Request => Convert the rows starting at the line containing "Help me locate the white" and ending at the line containing "[[333, 631, 423, 654]]" into a two-column CSV with the headers "prompt" and "boxes", one CSV line per row. Put each row's text and its answer in their own quoted field, with any line breaks replaced by spaces.

Given data =>
* * * * * * * * *

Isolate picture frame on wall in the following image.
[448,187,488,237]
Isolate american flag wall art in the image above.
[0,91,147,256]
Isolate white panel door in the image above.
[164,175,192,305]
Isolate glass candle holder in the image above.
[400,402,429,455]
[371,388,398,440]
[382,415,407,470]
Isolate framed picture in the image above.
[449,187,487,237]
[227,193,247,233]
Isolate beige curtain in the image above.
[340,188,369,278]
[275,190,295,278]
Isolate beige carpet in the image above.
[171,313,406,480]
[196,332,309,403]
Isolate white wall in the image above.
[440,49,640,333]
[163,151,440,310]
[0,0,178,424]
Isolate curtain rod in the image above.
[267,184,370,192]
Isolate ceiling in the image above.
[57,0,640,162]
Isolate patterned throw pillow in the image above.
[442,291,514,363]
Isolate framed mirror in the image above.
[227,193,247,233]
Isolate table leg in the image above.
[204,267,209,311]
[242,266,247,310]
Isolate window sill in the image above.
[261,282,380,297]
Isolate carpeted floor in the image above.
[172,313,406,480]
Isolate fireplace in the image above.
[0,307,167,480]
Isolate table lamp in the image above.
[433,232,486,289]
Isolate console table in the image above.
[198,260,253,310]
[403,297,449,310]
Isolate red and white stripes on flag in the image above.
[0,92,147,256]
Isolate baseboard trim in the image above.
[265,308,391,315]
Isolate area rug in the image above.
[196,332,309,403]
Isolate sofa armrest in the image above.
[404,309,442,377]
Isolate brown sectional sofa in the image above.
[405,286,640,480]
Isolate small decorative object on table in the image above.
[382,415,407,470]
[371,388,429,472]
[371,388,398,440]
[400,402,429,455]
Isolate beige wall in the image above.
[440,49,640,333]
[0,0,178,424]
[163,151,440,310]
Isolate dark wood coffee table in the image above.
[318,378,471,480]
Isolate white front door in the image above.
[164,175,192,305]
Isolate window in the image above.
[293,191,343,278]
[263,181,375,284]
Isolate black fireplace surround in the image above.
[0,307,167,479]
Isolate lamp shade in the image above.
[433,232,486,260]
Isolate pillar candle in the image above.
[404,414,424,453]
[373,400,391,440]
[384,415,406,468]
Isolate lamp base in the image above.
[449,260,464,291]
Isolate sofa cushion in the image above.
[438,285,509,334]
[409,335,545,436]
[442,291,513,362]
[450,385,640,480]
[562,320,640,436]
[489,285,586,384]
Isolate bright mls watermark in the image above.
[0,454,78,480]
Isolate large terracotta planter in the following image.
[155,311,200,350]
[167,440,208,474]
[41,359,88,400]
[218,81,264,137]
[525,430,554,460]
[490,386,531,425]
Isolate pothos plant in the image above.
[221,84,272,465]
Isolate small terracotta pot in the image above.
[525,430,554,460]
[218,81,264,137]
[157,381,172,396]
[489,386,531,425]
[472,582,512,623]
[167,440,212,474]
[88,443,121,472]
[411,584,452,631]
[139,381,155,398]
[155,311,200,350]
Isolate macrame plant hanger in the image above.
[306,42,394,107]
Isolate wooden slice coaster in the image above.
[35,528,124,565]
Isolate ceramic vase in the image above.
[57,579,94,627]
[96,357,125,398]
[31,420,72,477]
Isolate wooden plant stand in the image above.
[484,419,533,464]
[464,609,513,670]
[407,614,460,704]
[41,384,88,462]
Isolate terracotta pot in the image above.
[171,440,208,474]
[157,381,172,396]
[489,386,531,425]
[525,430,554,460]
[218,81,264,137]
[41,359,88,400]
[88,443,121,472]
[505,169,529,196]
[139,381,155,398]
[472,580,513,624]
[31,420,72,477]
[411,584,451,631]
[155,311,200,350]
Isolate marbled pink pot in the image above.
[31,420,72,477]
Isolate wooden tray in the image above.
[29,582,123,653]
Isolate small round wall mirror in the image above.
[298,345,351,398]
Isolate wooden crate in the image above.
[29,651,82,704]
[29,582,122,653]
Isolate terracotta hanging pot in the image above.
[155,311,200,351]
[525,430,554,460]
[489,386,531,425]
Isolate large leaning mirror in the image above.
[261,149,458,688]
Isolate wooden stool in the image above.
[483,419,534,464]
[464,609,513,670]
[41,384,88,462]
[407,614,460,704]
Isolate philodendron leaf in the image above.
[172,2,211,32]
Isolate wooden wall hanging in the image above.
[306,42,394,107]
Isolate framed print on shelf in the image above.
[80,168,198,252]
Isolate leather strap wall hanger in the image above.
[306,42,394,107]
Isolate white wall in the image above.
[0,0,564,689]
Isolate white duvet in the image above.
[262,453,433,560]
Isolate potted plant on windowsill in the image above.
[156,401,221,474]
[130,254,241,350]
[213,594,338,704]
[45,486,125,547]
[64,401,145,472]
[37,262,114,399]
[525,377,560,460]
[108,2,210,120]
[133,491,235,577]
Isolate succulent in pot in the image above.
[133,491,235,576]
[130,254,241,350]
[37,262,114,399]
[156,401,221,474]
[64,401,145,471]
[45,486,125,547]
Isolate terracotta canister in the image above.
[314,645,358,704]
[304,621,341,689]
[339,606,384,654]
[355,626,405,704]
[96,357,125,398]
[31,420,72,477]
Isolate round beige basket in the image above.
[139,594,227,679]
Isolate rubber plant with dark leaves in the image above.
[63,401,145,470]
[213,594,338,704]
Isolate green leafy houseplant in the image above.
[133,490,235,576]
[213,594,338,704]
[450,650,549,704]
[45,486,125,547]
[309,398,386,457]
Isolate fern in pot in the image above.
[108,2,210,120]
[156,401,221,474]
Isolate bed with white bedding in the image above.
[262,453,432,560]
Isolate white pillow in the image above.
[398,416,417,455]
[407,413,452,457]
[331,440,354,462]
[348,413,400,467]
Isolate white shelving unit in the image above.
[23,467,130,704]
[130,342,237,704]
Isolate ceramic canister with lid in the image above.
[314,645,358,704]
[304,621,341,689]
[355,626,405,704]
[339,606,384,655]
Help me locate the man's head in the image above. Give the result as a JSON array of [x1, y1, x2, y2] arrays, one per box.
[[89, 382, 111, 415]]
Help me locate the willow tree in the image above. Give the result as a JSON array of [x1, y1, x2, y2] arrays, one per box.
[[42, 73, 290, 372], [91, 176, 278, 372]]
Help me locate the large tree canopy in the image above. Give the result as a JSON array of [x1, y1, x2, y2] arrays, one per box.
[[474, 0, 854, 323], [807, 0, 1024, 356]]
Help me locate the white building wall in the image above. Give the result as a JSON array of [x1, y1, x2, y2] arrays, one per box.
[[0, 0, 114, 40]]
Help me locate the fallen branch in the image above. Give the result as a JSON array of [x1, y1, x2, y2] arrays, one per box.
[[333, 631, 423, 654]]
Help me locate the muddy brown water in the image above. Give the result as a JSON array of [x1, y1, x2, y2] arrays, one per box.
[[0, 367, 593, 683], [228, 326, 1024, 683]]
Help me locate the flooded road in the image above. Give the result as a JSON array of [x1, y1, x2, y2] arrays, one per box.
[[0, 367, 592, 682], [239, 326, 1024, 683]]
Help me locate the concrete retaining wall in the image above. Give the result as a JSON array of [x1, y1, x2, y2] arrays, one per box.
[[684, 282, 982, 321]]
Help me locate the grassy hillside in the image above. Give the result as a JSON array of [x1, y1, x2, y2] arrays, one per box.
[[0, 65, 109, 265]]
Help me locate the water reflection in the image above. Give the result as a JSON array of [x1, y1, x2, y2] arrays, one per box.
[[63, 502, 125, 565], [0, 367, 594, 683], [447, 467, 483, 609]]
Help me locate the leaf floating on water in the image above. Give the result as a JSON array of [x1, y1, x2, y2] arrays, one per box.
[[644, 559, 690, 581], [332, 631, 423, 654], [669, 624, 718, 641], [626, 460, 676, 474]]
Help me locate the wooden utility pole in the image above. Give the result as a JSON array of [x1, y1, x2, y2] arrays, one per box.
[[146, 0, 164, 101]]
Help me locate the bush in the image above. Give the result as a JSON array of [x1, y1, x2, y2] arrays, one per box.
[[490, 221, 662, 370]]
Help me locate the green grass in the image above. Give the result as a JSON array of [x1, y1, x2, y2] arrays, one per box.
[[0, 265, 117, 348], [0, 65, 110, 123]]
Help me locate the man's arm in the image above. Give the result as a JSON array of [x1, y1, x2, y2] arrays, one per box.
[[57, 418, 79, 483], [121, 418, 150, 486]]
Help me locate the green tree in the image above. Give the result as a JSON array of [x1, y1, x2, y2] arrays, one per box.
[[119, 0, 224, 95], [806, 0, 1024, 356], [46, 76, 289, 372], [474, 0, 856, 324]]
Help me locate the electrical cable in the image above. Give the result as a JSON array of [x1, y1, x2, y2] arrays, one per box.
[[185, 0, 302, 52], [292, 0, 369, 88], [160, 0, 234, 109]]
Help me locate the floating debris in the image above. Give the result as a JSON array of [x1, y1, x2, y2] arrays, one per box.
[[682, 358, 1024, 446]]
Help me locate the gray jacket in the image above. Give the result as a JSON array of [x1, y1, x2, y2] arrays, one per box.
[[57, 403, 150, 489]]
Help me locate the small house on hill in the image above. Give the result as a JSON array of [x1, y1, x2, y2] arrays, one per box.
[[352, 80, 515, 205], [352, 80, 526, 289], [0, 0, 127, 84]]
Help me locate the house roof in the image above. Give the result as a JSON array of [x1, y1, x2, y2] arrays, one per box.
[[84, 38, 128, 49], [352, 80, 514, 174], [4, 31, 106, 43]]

* * * * * * * * *

Answer =>
prompt,boxes
"Help me locate the white building wall in the image above. Give the result as a JSON array of [x1, y1, x2, y2] arrays, one per box.","[[0, 0, 114, 40]]"
"Help me locate the fallen branch in the image above. Give the result as a JSON array of [x1, y1, x2, y2] arrays, one per box.","[[333, 631, 423, 654]]"